The first Zojoji was constructed in 1393 and moved to this site at the end of the 1500s. Super Shogun Tokugawa Ieyasu believed Zojoji's black Amida Buddha (currently housed in the Ankokuden side hall) helped power him to victory in uniting Japan.

Beyond a massive red wooden gate, this huge temple stands at the end of a stone walkway wide enough to park a Boeing 777. Zojoji is not shy about advertising its holy curative powers. During the winter, a calligraphic signboard by the main gate encourages visitors to roll up and give the temple's Muku-Byo (remove sickness) Sokusai (ceremony) a try to keep them healthy all year long. For a price, of course.

If you can't afford the ten-thousand yen fee for the full ceremony, kenko mamori (health charms) are for sale to the right of the main altar. At only 500 yen, they're around the same price as a bottle of aspirin. I asked the young priest at the booth about the charm's effectiveness against this year's flu.

With a quick smile, he gave me the Japanese equivalent of, "Well, it couldn't hurt!"
Zojoji website.

_Supplied information:_
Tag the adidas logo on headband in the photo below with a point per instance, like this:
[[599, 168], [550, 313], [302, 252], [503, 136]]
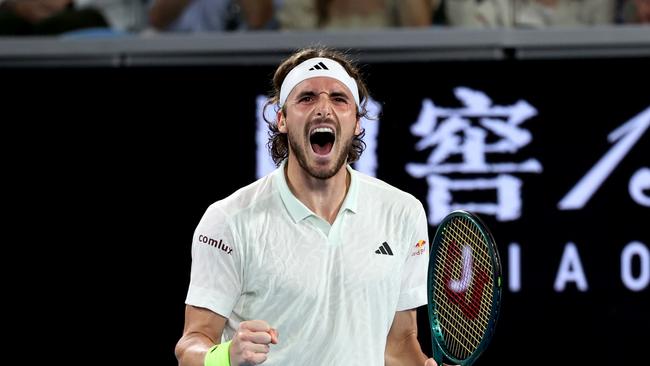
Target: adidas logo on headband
[[316, 67], [319, 66]]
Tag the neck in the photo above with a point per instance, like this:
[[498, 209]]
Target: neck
[[323, 196]]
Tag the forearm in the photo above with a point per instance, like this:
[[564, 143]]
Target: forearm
[[163, 12], [191, 349]]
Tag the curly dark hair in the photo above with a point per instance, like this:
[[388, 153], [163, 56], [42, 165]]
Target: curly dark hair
[[278, 143]]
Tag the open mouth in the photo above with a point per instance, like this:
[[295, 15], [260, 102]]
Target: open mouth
[[322, 140]]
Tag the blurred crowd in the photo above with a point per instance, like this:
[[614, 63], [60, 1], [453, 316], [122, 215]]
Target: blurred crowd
[[54, 17]]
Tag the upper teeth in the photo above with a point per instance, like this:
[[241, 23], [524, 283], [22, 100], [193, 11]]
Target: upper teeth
[[322, 129]]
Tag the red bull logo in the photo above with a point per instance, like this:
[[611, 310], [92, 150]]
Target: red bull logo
[[420, 248]]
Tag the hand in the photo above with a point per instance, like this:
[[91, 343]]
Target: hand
[[250, 345]]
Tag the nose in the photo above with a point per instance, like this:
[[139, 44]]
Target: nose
[[323, 107]]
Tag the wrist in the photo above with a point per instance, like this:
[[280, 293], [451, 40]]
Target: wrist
[[218, 355]]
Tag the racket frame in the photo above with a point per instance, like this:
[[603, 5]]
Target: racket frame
[[437, 338]]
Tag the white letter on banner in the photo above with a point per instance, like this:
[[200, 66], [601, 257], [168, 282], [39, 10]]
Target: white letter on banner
[[570, 270], [635, 248], [514, 267]]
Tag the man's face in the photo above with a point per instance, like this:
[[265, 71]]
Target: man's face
[[321, 122]]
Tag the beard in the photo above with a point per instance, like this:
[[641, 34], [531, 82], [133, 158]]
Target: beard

_Your instructions:_ In the text on Zojoji, which side hall currently houses the temple's black Amida Buddha?

_Answer for this exercise:_ The Ankokuden side hall.